● Job A: Repeat the records word for word, from the line containing "Place one point per instance of the railing stanchion." up to and including the last line of the records. Leave the pictures out of your answer.

# how do i connect a bent copper pipe......



## oh'mike (Sep 18, 2009)

How big is it--1/2" 3/4" ??

How badly is it out of round?

Often using a tubing cutter and making a fresh cut --as little as you can--and doing it in such a way as you are actually using the cutter to get the pipe round again--will allow you to add a copper coupling or a brass compression fitting.


----------



## curlybird (Oct 6, 2011)

thanks mike. that is what we have tried to do but it hasn't worked. it is 22mm. we are thinking we will have to use some 22mm rubber hose with metal clips and somehow connect it to a straight bit of pipe. we hardly have any room to spare as this is all to fit under a new spa bath. any suggestions appreciated!!!!


----------



## oh'mike (Sep 18, 2009)

Don't trust a clamped fitting on a pressure line--Don't do that---

cutting didn't get it round enough to tap on a sweat coupling?


----------



## oh'mike (Sep 18, 2009)

Is there a Shark Bite type of fitting available for that size tubing?

Where are you? Metric pipe suggests The UK.


----------



## curlybird (Oct 6, 2011)

We are in sunny scotland! OK - to give you more info - we are trying to connect a new bath to existing pipes that are about 40 yrs old. The pipe sticking through the floor is short, and bent from top to bottom. Not straight at all. When we try to attach it to a pushfit fitting (i assume this is what you mean by sharkbite) it just leaks. Have tried to cut it but same thing happens and it's getting shorter and shorter! Under the floor it is connected to a T piece. We now think we will have to get under the floor, cut out the T piece reconnect the whole thing with new pipe. Which is ok except we have never done plumbing before ever!!! So we need to make sure this is a reasonable suggestion before we start chopping things :laughing:
how's the weather in illinois?!


----------



## Durt Ferguson (Apr 14, 2010)

I don't think you would have to cut the tee out. You should be able to heat it up to remove the fitting (assuming is soldered on). Get a new tee (they're cheap and easier than trying to reuse an old one). Make sure that you completely clean the ends of the existing two other pieces that went into the tee. Solder on the new tee and the replacement piece of copper pipe.

● Entries provided:
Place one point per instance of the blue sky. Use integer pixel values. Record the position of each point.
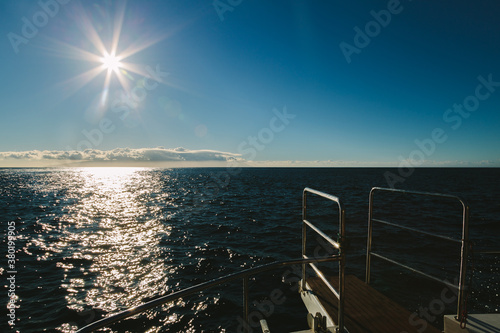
(290, 83)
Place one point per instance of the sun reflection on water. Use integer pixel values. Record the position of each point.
(117, 262)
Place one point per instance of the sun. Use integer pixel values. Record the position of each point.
(111, 62)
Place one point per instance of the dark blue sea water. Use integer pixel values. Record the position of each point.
(94, 241)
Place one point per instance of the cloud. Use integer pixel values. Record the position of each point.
(123, 155)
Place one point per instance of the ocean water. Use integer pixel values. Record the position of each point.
(94, 241)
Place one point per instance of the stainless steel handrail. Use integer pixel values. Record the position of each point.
(464, 242)
(200, 287)
(337, 244)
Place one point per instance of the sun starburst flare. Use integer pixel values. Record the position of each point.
(109, 59)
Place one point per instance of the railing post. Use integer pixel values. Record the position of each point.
(342, 267)
(369, 238)
(245, 303)
(304, 235)
(463, 263)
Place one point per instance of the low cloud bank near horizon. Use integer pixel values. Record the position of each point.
(182, 157)
(124, 155)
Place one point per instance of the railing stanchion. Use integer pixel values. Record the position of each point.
(245, 303)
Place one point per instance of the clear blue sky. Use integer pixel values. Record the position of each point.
(229, 71)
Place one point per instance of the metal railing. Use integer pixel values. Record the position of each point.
(336, 244)
(463, 241)
(245, 274)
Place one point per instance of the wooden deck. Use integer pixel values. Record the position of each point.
(367, 310)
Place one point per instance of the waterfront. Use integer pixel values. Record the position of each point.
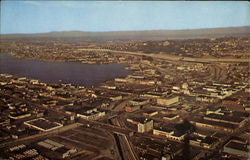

● Job B: Quote the copper pipe thread from "Where are you?" up to and including "weather in illinois?!".

● Output A:
Place one point per instance of the railing stanchion. Use integer pixel values. Record the position of each point.
(245, 303)
Place one point per instance of the clear blue sky. Use integer pixel values. Record the position of each point.
(229, 71)
Place one point per instance of the metal railing. Use integer pixel values. Record the position of each point.
(336, 244)
(463, 241)
(245, 274)
Place one point per instance of the wooden deck. Use integer pixel values. Record the position of each point.
(367, 310)
Place one point per instance of the waterfront. Use integer pixel values. Record the position of each point.

● Output B:
Where are you? Metric pipe suggests The UK.


----------



## curlybird (Oct 6, 2011)

We are in sunny scotland! OK - to give you more info - we are trying to connect a new bath to existing pipes that are about 40 yrs old. The pipe sticking through the floor is short, and bent from top to bottom. Not straight at all. When we try to attach it to a pushfit fitting (i assume this is what you mean by sharkbite) it just leaks. Have tried to cut it but same thing happens and it's getting shorter and shorter! Under the floor it is connected to a T piece. We now think we will have to get under the floor, cut out the T piece reconnect the whole thing with new pipe. Which is ok except we have never done plumbing before ever!!! So we need to make sure this is a reasonable suggestion before we start chopping things :laughing:
how's the weather in illinois?!